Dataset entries
• • • • •

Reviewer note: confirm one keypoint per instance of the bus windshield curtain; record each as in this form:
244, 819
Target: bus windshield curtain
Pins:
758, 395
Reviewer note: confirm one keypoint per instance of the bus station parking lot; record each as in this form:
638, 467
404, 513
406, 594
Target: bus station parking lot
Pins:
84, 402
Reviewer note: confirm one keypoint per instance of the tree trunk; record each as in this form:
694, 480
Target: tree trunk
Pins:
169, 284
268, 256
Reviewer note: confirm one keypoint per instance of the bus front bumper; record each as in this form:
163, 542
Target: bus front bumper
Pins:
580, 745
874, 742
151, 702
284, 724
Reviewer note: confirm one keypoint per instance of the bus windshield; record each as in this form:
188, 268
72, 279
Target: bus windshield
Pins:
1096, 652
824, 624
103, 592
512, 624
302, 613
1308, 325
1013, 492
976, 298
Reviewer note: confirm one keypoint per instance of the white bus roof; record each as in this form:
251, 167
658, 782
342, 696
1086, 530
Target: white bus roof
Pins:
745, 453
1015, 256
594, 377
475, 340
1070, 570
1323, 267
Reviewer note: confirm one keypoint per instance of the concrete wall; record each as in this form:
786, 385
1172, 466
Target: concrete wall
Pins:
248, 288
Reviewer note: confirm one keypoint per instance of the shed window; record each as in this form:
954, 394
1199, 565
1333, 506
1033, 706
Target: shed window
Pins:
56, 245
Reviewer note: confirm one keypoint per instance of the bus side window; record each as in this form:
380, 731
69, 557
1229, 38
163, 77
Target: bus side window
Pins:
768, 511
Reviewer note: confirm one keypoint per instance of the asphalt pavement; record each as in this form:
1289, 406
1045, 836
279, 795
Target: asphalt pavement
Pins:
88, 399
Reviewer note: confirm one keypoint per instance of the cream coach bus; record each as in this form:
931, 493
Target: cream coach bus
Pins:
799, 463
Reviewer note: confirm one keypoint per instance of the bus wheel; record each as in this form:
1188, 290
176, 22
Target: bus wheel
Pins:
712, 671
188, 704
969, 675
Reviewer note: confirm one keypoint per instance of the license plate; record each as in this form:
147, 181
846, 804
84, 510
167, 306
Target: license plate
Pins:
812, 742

• • • • •

_Goal of the exercise_
Word for word, print every line above.

_Answer to the problem_
Reviewer note: confirm one keypoint per instance of the bus windshield curtain; record each as in this form:
244, 819
Target: bus windshield curtain
Pins:
758, 395
Reviewer note: confirm one keypoint per instance of the bus station parking lot; record each as in this form:
638, 467
404, 513
406, 594
Target: bus station parking lot
Pins:
84, 402
Reviewer note: confirm one keypoint per instance of the tree trunk; record each as in this form:
694, 480
Target: tree trunk
Pins:
169, 284
268, 256
Reviewer note: confirm one keypoint per instance of the bus front bumper; record each as in this form:
163, 542
Target: bus front bumper
Pins:
580, 745
874, 742
151, 702
284, 724
Reviewer note: confirm one keypoint per instance of the bus windshield; record each as in this form:
188, 268
72, 279
Target: bus windshield
Pins:
1096, 652
824, 624
103, 592
512, 624
302, 613
1308, 325
1013, 492
976, 298
Reviewer note: confirm one keypoint per instance of the white bus roof; record each as in this form:
251, 167
658, 782
342, 696
1086, 530
Target: white bus roof
Pins:
745, 453
1015, 256
594, 377
475, 340
1070, 570
1323, 267
Reviewer note: confirm one keypoint per instance of the concrete wall; record each as in this form:
786, 385
1172, 466
Target: concrete wall
Pins:
248, 288
Reviewer note: confirm one keypoint per instance of the shed window; record each as in this form:
954, 394
1199, 565
1333, 506
1033, 706
Target: shed window
Pins:
56, 245
Reviewer note: confirm one keypoint per instance of the bus side window; record each as in this form:
380, 731
69, 557
1229, 38
163, 77
Target: bus side window
Pins:
768, 511
Reviewer note: confirm one keypoint per instance of the asphalt pavement; record each as in this form:
1289, 406
1045, 836
279, 795
Target: asphalt pavement
Pins:
88, 399
Reviewer note: confirm one keypoint per instance of the cream coach bus; record each as in this form:
931, 493
Target: cream coach bus
Pins:
799, 463
Reviewer note: confirm one keypoint per instance of the bus wheel; record each as in this form:
1188, 290
176, 22
Target: bus wheel
Pins:
712, 671
188, 704
969, 675
Reviewer note: confirm one keypoint per instance of the license plate; record each as in this form:
147, 181
846, 804
84, 510
167, 306
Target: license plate
Pins:
812, 742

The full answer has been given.